__Instructions for the task__: Copy out every item below with "one dot per instance" changed to "one mark for each instance" wherever it occurs, keeping all other text the same. Do not include the pictures.

Point labeling items
--------------------------------------------------

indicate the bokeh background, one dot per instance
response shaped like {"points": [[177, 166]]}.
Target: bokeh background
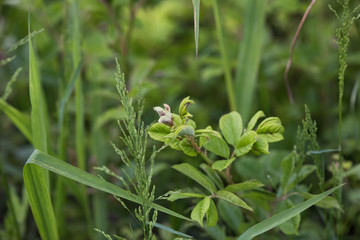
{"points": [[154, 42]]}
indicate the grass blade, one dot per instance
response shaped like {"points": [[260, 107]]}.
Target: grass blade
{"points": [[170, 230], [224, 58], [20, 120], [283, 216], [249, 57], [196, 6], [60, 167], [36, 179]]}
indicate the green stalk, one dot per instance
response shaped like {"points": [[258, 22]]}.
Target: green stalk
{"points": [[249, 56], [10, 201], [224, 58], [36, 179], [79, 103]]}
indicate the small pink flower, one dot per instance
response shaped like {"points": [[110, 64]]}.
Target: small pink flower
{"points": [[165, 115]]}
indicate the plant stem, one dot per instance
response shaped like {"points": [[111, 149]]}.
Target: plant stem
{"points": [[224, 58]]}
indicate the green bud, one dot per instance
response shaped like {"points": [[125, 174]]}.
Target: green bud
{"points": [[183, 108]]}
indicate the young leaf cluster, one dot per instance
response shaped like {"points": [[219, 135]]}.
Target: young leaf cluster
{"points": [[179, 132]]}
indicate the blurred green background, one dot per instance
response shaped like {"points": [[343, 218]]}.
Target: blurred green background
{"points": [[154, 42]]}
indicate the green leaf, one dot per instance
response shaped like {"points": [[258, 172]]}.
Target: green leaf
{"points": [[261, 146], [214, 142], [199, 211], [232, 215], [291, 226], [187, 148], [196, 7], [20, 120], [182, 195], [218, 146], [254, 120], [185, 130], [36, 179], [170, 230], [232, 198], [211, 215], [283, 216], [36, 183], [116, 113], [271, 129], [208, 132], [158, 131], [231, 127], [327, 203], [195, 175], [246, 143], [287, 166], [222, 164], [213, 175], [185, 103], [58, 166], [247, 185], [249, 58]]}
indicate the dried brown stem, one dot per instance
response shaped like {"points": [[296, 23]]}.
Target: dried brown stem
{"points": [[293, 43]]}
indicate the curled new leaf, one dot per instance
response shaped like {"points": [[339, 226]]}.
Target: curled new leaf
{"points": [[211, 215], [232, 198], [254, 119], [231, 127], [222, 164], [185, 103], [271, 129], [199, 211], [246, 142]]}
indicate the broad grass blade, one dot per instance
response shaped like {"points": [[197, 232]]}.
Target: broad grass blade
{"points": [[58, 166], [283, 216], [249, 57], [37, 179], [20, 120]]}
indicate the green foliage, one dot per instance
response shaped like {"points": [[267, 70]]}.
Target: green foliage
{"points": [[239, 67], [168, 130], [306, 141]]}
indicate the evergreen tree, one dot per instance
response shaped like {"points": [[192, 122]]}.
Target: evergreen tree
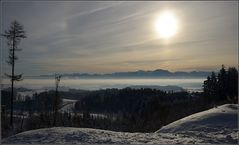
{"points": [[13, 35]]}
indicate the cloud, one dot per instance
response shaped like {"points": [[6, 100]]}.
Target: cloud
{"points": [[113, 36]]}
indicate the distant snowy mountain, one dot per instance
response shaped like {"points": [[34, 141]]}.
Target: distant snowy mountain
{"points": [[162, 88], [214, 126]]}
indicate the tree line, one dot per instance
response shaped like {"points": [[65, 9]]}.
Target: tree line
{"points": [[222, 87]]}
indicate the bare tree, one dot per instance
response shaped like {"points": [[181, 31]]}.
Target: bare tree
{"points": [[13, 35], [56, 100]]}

--------------------------------------------------

__Result of this exercise__:
indicate the bokeh background, one mark for each instance
response shaped like {"points": [[177, 166]]}.
Target: bokeh background
{"points": [[154, 42]]}
indicate the grass blade, one mark for each instance
response shaped like {"points": [[260, 107]]}.
Target: grass blade
{"points": [[170, 230], [224, 58], [20, 120], [283, 216], [249, 57], [196, 6], [60, 167], [36, 179]]}
indicate the green stalk, one mark for each instance
response shaped like {"points": [[258, 22]]}.
Target: green stalk
{"points": [[249, 56], [10, 201], [224, 58], [36, 179], [79, 103]]}
indicate the small pink flower, one mark for each instance
response shaped like {"points": [[110, 64]]}.
Target: small pink flower
{"points": [[165, 115]]}
indicate the plant stem, one mark for each instance
response shaped like {"points": [[111, 149]]}.
Target: plant stem
{"points": [[224, 58]]}
indicate the green bud, one mark for each instance
response shaped like {"points": [[125, 174]]}.
Target: green bud
{"points": [[183, 108]]}
indicate the young leaf cluster, one mark for each instance
response shaped like {"points": [[219, 135]]}.
Target: young leaf cluster
{"points": [[179, 132]]}
indicate the blurred green background, one mark for each instance
response shaped like {"points": [[343, 218]]}.
Target: blurred green background
{"points": [[154, 42]]}
indicate the green leaf, one mark for each instance
response shaped like {"points": [[258, 172]]}.
Target: green leaf
{"points": [[261, 146], [214, 142], [199, 211], [232, 215], [291, 226], [187, 148], [196, 7], [20, 120], [182, 195], [218, 146], [254, 120], [185, 130], [36, 179], [170, 230], [232, 198], [211, 215], [283, 216], [36, 183], [116, 113], [271, 129], [208, 132], [158, 131], [231, 127], [327, 203], [195, 175], [246, 143], [287, 166], [222, 164], [213, 175], [185, 103], [58, 166], [247, 185], [249, 58]]}
indicate the dried brown stem, one mark for each instance
response shaped like {"points": [[296, 23]]}.
Target: dried brown stem
{"points": [[293, 43]]}
indicate the curled new leaf, one mark for each instance
response shaped like {"points": [[339, 226]]}.
Target: curled new leaf
{"points": [[211, 215], [232, 198], [254, 119], [231, 127], [222, 164], [185, 103], [271, 129], [199, 211], [246, 142]]}
indicate the broad grass blade, one mark for each instance
response shaped like {"points": [[197, 232]]}.
Target: broad grass blade
{"points": [[58, 166], [283, 216], [249, 57], [37, 179], [20, 120]]}
indicate the green foliage, one mark for each instance
response shaped like {"points": [[267, 70]]}.
Target: green foliage
{"points": [[239, 67], [168, 130], [306, 141]]}
indicate the evergreen tree, one mark for each instance
response shaped like {"points": [[192, 122]]}.
Target: evergreen tree
{"points": [[13, 35]]}
indicate the cloud, one mark for each instance
response shaped like {"points": [[6, 100]]}.
Target: cloud
{"points": [[113, 36]]}
indicate the distant snowy mountain, one mark for each instance
response shaped like {"points": [[34, 141]]}.
Target: distant snowy mountain
{"points": [[162, 88], [214, 126]]}
indicate the tree line, one mark for each instance
response shaped like {"points": [[65, 9]]}.
Target: tree line
{"points": [[222, 87]]}
indicate the bare tree, one mark for each instance
response shaped like {"points": [[181, 31]]}.
Target: bare tree
{"points": [[13, 35], [56, 100]]}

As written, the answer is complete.